_Problems to work on_
A: Write out the part of the review of Thelma between "Thelma Post (Squibb)" and "money back herself.", inclusive.
B: Summarize the review of Thelma in two sentences.
C: Please continue the review of Thelma from the point where it stops.
Start of Source text
Actress June Squibb is, according to Wikipedia, 94 years old. She has a career going back decades. And somehow, it took until 2024 for a movie to come out with her in the lead. How was that possible? I don’t know, but I generally found her a welcome addition to, oh, anything. That includes a small role in Inside Out 2 where she voiced Nostaligia. But somehow, no lead roles until Thelma, a movie from writer/director Josh Margolin based on an incident involving his own grandmother (also named Thelma). I was thinking I would see it as one of my catch-up movies, but the clincher was that my AMC app listed its genre as “action.”

An action movie starring a 94 year old actress in her first leading role? Yeah, that was an easy pick.

Thelma Post (Squibb) is a 93 year old widow, living on her own for two years and greatly valuing her independence. She has a close relationship with her adult grandson Danny (Fred Hechinger), but then one day she gets a call from someone claiming to be Danny, saying he’s been in an accident, and then a lawyer calls saying he needs her to mail $10,000 cash to get the youth out of jail. Panicked, Thelma sends the money and finally gets a hold of her daughter Gail (Parker Posey) and son-in-law Alan (Clark Gregg) only for the three to soon discover Danny is fine. He was sleeping in and missing their calls, but there is one problem: Thelma has already sent the money. This leads Gail and Alan to question whether someone needs to keep a closer eye on her than she has been, and Thelma, she doesn’t care for that much. She’s going to have to get that money back herself.
End of Source text
Start of Data shown
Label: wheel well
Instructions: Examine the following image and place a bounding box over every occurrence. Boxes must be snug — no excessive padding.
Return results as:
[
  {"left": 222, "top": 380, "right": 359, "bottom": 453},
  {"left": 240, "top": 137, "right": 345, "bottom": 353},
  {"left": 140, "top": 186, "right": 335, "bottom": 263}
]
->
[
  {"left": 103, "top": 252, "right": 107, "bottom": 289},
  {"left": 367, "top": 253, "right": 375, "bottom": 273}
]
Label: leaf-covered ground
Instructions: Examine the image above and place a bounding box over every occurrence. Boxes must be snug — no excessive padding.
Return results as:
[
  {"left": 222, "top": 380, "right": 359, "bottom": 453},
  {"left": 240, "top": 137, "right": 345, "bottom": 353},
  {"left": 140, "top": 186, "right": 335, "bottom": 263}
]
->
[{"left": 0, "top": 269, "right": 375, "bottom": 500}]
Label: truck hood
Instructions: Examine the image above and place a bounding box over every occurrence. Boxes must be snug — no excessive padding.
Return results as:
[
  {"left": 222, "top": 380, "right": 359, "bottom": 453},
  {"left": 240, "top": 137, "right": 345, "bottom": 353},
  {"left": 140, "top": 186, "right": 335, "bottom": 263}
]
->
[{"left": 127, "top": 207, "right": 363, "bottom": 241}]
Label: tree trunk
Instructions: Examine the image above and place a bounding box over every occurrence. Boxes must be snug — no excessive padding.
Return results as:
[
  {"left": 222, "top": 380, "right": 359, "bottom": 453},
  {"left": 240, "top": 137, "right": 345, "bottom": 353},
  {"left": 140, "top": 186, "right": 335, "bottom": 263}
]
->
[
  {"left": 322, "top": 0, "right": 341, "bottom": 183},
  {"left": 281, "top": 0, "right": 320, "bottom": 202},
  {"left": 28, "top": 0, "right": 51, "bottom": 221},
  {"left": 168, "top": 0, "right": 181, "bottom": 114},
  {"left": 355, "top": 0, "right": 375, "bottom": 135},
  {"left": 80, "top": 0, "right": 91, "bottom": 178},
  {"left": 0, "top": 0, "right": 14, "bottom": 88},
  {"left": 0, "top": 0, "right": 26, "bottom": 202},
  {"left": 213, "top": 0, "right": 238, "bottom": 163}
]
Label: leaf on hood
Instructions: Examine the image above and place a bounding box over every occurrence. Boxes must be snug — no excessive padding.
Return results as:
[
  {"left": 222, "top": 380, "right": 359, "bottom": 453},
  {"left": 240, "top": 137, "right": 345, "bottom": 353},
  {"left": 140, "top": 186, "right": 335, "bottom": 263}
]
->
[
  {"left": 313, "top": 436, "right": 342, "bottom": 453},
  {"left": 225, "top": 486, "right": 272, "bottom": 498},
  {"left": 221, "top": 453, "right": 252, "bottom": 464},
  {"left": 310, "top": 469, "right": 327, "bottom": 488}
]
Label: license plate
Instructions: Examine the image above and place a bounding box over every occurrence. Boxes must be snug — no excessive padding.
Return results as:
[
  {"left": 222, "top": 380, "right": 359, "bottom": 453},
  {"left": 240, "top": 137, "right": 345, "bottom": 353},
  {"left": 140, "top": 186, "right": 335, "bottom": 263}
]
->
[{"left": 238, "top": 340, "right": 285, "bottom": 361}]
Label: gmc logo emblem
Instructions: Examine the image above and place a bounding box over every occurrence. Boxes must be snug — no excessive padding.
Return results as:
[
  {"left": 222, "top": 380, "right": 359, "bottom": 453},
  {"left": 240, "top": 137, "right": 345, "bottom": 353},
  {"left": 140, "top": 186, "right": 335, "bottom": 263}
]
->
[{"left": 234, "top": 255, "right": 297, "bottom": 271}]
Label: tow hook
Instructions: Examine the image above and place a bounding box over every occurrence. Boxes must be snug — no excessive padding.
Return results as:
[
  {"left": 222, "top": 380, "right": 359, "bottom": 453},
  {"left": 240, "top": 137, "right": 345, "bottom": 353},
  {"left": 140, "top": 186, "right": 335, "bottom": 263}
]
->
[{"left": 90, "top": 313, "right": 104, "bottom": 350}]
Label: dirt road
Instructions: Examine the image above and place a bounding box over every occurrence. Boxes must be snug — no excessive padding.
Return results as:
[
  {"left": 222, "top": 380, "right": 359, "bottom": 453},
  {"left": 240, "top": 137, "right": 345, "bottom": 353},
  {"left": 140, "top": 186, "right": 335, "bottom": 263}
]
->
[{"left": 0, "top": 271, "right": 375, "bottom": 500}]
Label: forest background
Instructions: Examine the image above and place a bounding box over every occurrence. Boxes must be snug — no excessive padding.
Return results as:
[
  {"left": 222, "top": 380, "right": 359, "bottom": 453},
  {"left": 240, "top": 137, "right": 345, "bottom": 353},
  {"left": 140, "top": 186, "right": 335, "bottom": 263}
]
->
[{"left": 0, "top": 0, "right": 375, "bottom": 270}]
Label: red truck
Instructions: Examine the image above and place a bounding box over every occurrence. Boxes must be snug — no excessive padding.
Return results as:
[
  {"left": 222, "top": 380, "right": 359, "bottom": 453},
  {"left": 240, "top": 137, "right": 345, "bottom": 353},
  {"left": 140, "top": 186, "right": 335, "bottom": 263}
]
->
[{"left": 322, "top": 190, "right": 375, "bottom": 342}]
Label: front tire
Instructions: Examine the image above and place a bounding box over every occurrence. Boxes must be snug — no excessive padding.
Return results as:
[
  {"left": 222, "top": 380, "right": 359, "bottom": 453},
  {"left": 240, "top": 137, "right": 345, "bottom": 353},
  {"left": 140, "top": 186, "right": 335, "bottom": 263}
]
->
End of Data shown
_Responses_
A:
Thelma Post (Squibb) is a 93 year old widow, living on her own for two years and greatly valuing her independence. She has a close relationship with her adult grandson Danny (Fred Hechinger), but then one day she gets a call from someone claiming to be Danny, saying he’s been in an accident, and then a lawyer calls saying he needs her to mail $10,000 cash to get the youth out of jail. Panicked, Thelma sends the money and finally gets a hold of her daughter Gail (Parker Posey) and son-in-law Alan (Clark Gregg) only for the three to soon discover Danny is fine. He was sleeping in and missing their calls, but there is one problem: Thelma has already sent the money. This leads Gail and Alan to question whether someone needs to keep a closer eye on her than she has been, and Thelma, she doesn’t care for that much. She’s going to have to get that money back herself.

B: June Squibb, at 94, has her first lead role in Thelma, a movie from writer/director Josh Margolin based on an incident involving his grandmother, and the clincher for seeing it was that the AMC app listed its genre as action. In it, 93-year-old widow Thelma Post mails $10,000 cash after callers claim her grandson Danny needs help, and when her family starts questioning whether she needs closer watching, she sets out to get the money back herself.

C:
What follows is an action movie of a sort, but one that fits the slow movements and trod that Thelma makes as she goes about her business. She soon acquires a partner in the form of old friend Ben (the late Richard Roundtree), a nursing home resident who finds that life comfortable and in complete contrast to the more independent-minded Thelma. Ben does come with certain advantages: unlike most of Thelma’s friends, he’s still alive and hasn’t moved, and he has a two passenger electric scooter to make getting around easier. Beyond that, Thelma needs to find the people who scammed her out of her money, all without letting her well-meaning family or the police know because, well, she wants to do this on her own.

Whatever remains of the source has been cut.